Exercise: Reproduce the first line of the material below and each line after it, exactly, through the line containing "task: outline the hand on mat", and give nothing more.
-----
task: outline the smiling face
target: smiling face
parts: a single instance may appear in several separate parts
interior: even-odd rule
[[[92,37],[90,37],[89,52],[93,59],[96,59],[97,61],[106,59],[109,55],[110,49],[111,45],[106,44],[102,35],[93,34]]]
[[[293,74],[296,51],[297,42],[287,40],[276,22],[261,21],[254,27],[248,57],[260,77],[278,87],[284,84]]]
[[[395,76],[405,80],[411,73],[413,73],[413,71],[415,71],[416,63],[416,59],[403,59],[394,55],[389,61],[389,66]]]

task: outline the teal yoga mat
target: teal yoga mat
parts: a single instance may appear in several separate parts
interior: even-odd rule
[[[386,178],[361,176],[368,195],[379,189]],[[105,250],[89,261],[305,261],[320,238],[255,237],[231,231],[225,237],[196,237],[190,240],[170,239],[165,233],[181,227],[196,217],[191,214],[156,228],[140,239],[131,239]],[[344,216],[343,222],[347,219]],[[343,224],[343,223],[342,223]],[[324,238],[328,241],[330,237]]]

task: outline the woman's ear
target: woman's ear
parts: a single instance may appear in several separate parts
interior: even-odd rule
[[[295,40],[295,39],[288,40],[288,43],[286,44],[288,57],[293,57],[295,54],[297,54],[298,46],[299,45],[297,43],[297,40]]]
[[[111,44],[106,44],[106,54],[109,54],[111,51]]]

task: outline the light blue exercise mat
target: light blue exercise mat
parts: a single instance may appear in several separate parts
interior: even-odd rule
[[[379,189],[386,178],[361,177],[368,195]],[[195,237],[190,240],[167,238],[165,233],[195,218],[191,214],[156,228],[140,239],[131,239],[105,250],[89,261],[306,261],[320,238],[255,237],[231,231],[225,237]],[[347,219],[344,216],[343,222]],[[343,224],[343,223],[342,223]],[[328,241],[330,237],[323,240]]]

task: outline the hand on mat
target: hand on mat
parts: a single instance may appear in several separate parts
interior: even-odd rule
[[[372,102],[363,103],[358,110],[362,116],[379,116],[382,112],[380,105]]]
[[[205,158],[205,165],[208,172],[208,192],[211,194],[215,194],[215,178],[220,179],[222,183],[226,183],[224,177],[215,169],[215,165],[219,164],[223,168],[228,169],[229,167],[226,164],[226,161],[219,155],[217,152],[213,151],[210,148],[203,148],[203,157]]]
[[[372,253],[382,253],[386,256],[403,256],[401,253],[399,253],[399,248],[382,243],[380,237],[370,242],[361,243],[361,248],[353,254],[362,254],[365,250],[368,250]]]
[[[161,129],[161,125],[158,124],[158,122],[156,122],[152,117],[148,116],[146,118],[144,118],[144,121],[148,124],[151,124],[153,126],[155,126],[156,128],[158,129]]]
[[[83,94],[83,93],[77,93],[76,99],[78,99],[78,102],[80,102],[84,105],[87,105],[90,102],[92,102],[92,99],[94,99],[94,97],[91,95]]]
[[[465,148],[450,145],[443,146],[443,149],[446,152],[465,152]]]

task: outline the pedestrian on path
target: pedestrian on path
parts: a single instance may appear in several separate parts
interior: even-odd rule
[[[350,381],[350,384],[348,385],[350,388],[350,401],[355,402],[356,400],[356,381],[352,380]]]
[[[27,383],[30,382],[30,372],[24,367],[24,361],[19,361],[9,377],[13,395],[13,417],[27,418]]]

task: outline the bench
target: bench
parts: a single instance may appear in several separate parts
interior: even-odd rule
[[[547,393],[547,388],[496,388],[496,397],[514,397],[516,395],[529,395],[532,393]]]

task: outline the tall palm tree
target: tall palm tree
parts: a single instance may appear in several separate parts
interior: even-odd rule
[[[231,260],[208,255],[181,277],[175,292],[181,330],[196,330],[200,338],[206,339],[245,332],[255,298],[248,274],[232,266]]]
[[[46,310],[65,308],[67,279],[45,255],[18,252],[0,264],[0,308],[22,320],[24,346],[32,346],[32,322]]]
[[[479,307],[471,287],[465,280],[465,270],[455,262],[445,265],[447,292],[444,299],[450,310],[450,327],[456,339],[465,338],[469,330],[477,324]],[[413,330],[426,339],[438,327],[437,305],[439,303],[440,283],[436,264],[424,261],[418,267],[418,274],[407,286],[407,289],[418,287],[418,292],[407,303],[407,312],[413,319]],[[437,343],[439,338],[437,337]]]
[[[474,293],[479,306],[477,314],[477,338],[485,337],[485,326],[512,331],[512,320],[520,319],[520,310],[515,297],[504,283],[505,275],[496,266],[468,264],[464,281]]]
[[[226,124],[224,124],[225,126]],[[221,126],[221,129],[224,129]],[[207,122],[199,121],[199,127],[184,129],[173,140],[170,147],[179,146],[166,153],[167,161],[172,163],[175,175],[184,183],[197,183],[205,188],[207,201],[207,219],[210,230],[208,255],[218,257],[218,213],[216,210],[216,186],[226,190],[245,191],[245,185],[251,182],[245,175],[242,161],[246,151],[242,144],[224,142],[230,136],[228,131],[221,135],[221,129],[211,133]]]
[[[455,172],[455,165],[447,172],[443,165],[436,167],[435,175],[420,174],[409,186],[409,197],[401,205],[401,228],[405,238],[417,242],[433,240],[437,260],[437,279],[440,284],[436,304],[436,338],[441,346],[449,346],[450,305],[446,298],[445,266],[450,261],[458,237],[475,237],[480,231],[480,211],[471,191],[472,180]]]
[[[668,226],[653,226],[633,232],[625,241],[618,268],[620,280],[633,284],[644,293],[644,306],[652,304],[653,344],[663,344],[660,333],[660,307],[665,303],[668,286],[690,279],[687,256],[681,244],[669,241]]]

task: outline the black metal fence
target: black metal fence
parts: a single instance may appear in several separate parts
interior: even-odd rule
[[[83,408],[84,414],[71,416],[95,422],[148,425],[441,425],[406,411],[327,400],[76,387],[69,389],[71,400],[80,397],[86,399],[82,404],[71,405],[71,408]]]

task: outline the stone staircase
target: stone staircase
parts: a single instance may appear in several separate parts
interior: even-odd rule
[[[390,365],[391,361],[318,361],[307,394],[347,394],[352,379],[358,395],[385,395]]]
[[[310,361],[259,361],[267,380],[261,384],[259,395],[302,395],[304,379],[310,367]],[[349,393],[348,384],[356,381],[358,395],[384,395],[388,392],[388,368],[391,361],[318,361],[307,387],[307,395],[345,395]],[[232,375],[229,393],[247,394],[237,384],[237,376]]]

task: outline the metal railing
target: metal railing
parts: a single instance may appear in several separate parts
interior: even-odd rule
-----
Solution for this task:
task: outline the smiling face
target: smiling face
parts: a single instance may appear in several separate parts
interior: even-odd rule
[[[92,37],[90,37],[89,52],[93,59],[96,59],[97,61],[106,59],[109,55],[110,49],[111,45],[106,44],[102,35],[93,34]]]
[[[293,74],[296,51],[297,42],[287,40],[276,22],[261,21],[254,27],[248,57],[260,77],[278,87],[284,84]]]
[[[395,76],[405,80],[411,73],[413,73],[413,71],[415,71],[416,63],[416,59],[403,59],[394,55],[389,61],[389,66]]]

task: outline the teal yoga mat
target: teal yoga mat
parts: a single instance may appear in several separate parts
interior: even-odd rule
[[[386,178],[361,176],[368,195],[379,189]],[[105,250],[89,261],[305,261],[320,238],[255,237],[231,231],[225,237],[196,237],[190,240],[170,239],[165,233],[181,227],[196,217],[191,214],[156,228],[140,239],[131,239]],[[344,216],[343,222],[347,219]],[[343,224],[343,223],[342,223]],[[324,238],[328,241],[330,237]]]

task: outline the woman's ear
target: woman's ear
parts: a single instance may appear in several separate parts
interior: even-odd rule
[[[295,40],[295,39],[288,40],[288,43],[286,44],[288,57],[293,57],[295,54],[297,54],[298,46],[299,45],[297,43],[297,40]]]
[[[111,44],[106,44],[106,54],[109,54],[111,51]]]

task: outline the light blue exercise mat
target: light blue exercise mat
parts: a single instance may appear in several separate parts
interior: even-odd rule
[[[379,189],[386,178],[361,177],[368,195]],[[195,237],[190,240],[167,238],[165,233],[195,218],[191,214],[156,228],[140,239],[131,239],[105,250],[89,261],[306,261],[320,238],[255,237],[231,231],[225,237]],[[347,219],[344,216],[343,222]],[[343,224],[343,223],[342,223]],[[328,241],[330,237],[323,240]]]

task: outline the hand on mat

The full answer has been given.